"""

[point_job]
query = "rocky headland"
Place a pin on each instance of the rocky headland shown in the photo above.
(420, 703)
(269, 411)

"""

WHAT NEEDS TO BE DONE
Print again the material above, limited to the lines from the one holding "Place a pin" through the last, inclusive.

RESPONSE FOR THIS EXERCISE
Place a pin on each instance of the rocky headland shown in the photo above.
(420, 703)
(269, 411)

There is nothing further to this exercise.